Task to complete
Please count the lines in the records below that contain the string "texture", treating uppercase and lowercase as different, and reply with only the number.

[Location identification items]
** Start **
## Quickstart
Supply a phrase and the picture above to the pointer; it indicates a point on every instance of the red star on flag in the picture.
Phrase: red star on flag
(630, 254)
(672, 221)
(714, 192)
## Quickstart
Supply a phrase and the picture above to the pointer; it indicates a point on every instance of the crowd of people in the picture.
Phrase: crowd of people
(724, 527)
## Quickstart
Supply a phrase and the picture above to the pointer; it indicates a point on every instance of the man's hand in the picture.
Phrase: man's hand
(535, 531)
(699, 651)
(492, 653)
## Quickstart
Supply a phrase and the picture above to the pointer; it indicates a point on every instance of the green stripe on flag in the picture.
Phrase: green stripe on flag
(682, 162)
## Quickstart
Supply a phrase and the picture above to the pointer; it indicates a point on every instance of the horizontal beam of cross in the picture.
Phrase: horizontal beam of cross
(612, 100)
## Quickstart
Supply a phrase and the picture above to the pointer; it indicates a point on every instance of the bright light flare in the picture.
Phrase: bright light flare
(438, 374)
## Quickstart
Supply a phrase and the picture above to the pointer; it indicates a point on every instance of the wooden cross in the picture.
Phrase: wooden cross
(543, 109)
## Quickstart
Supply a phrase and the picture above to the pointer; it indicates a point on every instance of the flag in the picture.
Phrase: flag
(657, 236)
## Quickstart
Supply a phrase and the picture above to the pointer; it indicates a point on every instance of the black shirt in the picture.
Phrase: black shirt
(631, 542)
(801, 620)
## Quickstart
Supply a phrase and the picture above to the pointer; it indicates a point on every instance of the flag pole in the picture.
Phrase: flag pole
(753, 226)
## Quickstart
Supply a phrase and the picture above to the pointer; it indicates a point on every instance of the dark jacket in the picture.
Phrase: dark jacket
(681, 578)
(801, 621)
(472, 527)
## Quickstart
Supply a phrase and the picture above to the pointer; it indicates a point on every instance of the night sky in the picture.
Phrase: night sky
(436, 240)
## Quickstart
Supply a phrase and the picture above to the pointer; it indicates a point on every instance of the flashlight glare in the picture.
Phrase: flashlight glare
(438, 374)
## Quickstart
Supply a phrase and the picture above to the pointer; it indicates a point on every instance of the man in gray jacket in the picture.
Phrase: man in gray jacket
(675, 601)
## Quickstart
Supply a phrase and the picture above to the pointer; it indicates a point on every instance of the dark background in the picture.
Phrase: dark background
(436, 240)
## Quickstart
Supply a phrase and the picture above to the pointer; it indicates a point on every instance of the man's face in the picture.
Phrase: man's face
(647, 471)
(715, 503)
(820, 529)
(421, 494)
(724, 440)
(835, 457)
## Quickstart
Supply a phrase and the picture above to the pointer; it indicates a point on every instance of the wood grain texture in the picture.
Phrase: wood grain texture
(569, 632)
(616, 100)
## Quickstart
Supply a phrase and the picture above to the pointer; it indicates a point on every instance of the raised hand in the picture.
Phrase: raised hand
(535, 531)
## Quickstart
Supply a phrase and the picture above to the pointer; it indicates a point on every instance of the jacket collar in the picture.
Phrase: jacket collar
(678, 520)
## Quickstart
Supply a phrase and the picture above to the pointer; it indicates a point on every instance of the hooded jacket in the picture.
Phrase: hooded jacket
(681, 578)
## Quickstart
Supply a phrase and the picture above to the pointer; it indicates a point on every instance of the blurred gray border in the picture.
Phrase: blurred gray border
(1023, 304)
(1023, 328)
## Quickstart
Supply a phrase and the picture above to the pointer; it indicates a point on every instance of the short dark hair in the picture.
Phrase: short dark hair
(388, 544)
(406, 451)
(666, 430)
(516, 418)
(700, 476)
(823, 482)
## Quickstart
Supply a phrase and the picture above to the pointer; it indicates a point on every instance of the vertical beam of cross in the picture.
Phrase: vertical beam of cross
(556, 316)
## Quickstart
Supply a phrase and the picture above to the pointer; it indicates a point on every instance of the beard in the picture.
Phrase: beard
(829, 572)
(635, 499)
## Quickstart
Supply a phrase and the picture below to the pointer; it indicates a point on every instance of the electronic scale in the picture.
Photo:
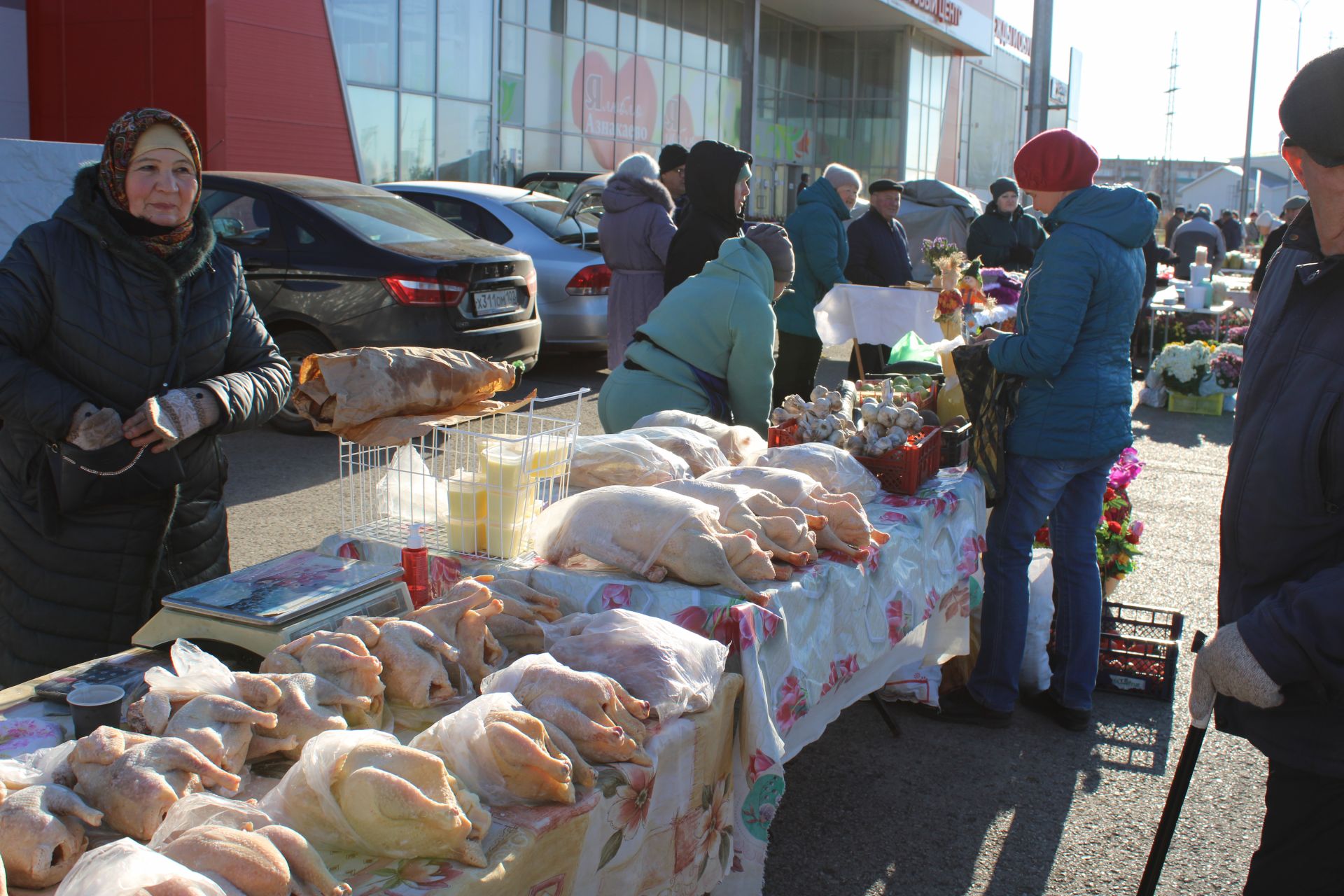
** End **
Response to this task
2